Required work:
Begin at the line that has "Could you find the overcast" and stop after the line that has "0;207;37;240". Reproduce those lines, substituting "roof" for "rooftop" and leaving everything else unchanged.

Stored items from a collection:
****************************************

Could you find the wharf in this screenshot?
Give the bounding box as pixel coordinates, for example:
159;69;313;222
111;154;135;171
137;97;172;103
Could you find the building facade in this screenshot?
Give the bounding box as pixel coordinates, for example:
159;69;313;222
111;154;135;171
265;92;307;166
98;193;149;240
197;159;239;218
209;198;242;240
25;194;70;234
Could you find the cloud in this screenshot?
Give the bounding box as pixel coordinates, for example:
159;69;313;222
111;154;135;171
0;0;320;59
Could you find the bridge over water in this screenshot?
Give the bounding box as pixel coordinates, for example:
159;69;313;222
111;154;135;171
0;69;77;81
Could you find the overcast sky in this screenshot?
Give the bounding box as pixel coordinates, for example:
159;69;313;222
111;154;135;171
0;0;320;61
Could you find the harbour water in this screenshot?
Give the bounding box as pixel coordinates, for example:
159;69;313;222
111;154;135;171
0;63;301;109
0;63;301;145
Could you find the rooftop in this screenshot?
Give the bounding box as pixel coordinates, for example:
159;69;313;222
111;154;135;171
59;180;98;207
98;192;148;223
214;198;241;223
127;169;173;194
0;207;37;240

****************************************

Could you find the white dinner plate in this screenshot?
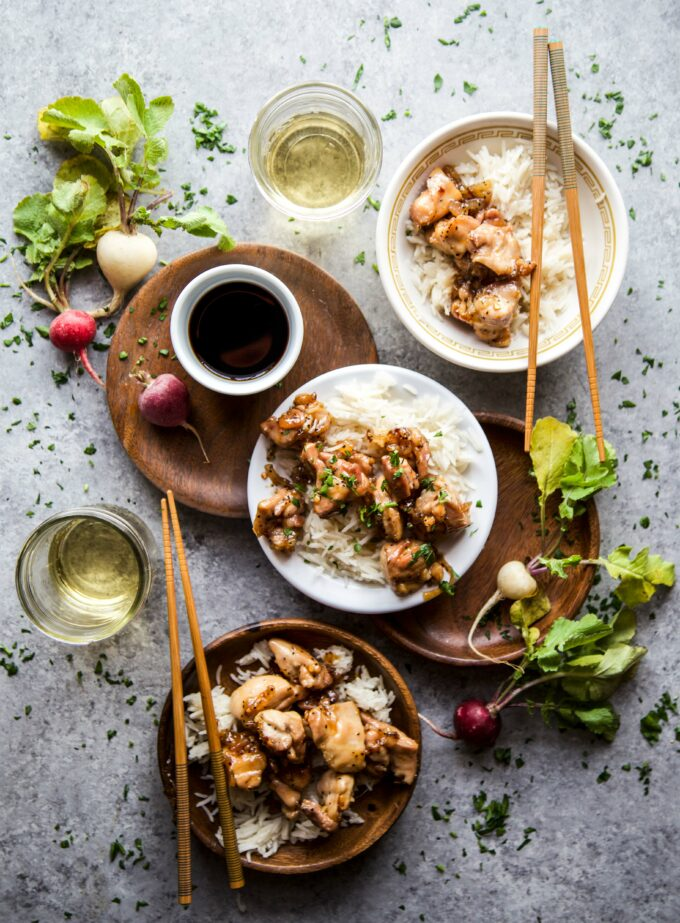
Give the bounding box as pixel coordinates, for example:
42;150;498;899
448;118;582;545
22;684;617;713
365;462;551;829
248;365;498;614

****************************************

Complete response:
Could you find the overcast sky in this screenshot?
Give the bounding box as pixel coordinates, for example:
159;69;313;222
111;154;135;171
0;0;320;61
Could you find the harbour water in this screenshot?
Give the bounding box as pixel coordinates, for example:
159;69;313;222
111;154;135;171
0;63;301;109
0;63;301;145
Could you find the roof in this screenshot?
Give the bounding box as pixel coordinates, for example:
159;69;313;222
111;154;135;171
59;180;98;207
98;192;148;223
214;198;241;223
127;169;173;194
0;207;37;240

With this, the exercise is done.